■ **EXERCISE DESCRIPTION**
Determine the number of lines in the data that contain "negative". Answer with that number only.

Saved entries
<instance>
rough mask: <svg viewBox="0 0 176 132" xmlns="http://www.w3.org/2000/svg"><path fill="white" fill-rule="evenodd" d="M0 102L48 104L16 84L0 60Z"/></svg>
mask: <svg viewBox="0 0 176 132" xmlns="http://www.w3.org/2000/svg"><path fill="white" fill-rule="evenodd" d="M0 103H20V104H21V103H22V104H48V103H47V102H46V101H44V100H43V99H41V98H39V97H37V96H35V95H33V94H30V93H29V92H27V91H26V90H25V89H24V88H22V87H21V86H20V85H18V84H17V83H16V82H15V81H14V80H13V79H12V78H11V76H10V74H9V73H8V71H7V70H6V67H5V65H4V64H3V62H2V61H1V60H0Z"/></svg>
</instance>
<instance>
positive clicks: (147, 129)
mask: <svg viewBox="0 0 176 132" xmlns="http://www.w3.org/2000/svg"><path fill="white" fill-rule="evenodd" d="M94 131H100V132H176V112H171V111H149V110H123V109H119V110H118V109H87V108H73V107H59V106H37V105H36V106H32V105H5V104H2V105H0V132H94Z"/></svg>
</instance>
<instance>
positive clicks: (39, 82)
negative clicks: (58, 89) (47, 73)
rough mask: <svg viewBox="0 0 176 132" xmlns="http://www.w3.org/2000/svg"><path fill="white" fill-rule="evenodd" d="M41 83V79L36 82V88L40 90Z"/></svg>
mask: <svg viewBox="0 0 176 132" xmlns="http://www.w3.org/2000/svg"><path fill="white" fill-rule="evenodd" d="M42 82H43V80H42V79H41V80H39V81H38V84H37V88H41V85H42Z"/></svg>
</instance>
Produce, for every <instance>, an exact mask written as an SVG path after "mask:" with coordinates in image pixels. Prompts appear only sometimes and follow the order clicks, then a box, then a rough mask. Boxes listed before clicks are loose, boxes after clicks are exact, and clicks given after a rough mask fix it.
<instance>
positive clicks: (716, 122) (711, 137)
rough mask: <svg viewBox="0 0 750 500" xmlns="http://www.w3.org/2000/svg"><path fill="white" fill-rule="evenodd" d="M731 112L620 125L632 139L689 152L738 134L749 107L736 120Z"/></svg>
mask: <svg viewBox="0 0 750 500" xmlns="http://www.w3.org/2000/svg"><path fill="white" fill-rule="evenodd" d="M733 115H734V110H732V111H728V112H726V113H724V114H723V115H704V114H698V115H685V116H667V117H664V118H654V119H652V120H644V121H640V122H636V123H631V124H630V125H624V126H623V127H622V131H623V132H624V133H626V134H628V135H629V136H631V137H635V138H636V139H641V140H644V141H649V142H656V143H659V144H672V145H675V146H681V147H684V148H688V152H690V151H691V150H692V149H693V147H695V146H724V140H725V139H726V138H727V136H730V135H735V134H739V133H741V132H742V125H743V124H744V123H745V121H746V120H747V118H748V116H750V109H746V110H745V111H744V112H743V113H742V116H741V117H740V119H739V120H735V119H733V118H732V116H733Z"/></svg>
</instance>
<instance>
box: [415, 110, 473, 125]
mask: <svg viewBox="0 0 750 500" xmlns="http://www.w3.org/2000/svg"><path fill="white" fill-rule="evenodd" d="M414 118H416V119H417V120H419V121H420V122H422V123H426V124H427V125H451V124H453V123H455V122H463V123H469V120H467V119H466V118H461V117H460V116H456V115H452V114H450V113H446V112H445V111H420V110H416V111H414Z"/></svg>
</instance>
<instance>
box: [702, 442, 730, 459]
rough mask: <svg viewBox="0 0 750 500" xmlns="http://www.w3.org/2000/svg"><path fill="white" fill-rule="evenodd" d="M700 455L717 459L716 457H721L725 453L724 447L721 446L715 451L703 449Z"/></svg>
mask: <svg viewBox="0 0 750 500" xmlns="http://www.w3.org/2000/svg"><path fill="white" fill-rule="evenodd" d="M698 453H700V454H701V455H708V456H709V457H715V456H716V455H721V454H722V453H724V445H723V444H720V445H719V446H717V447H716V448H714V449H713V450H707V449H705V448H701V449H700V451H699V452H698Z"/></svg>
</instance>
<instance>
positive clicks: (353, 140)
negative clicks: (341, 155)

■ **EXPECTED OUTPUT**
2